▶ Fragment dokumentu:
= = = = = = =
Tak więc tamtego poranka nasz cel był jasny – każde zwierzę będzie atrakcją, ale poszukiwać będziemy słoni. Naszym oczom pojawiło się wnet kilka małp przebiegających przez drogę. Dużo radości sprawiało obserwowanie zwinnych antylop, z których naliczyliśmy cztery różne gatunki. W górze królowały piękne ptaki, majestatycznie wznoszące się ku niebu, a krajobraz nizinny zdominowany został przez znanego wszystkim Pumbę z „Króla Lwa”, którego liczba mnoga przebiegała nam tuż przed kołami Bonanzy. Ich zabawnej grzywce na grzbietach mogliśmy się przyjrzeć lepiej podczas obiadu, kiedy to bezpretensjonalnie przechadzały się dwa metry obok między drzewami, czekając pewnie na resztki jedzenia. Jeszcze bardziej bezczelne okazały się małpy, które swoimi długimi łapami sięgały niemal naszego stołu.
= = = = = = =
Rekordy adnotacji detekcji
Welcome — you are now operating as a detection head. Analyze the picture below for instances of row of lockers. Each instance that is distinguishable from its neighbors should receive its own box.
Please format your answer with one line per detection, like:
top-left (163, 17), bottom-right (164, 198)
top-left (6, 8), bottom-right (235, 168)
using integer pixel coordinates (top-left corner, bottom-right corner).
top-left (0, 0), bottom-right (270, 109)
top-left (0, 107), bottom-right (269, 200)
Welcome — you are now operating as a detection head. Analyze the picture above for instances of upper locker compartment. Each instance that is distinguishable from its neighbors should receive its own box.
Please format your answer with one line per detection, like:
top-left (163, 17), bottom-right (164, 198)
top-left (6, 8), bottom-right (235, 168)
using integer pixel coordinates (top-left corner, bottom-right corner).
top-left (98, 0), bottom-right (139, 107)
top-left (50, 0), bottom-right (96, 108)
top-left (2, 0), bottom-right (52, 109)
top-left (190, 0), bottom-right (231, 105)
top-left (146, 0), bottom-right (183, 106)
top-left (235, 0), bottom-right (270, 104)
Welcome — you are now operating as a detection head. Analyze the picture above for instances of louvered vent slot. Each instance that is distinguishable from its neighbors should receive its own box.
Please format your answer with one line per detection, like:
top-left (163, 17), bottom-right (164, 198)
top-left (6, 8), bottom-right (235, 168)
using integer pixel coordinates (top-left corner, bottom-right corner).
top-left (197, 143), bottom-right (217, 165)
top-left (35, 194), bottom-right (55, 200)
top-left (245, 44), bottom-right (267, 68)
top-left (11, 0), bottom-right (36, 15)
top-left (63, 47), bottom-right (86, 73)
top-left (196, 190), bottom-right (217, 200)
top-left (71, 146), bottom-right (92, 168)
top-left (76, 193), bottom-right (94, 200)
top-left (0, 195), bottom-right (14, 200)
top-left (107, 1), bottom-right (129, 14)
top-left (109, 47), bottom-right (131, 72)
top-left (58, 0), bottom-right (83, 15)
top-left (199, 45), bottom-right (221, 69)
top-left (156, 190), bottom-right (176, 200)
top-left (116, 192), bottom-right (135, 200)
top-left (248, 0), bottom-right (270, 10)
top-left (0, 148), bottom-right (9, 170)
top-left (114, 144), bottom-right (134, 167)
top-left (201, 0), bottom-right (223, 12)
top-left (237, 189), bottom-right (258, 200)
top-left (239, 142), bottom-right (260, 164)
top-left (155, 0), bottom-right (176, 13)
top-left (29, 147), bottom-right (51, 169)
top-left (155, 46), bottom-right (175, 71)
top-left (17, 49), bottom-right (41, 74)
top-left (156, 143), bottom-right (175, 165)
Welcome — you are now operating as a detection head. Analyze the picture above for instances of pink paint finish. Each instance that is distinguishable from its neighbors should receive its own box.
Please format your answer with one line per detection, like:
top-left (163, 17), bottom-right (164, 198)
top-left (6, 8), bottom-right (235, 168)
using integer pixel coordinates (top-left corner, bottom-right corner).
= = = = = = =
▶ Treść zadania: Ile różnych gatunków antylop naliczono według fragmentu dokumentu?

▶ Odpowiedź pisemna: Cztery.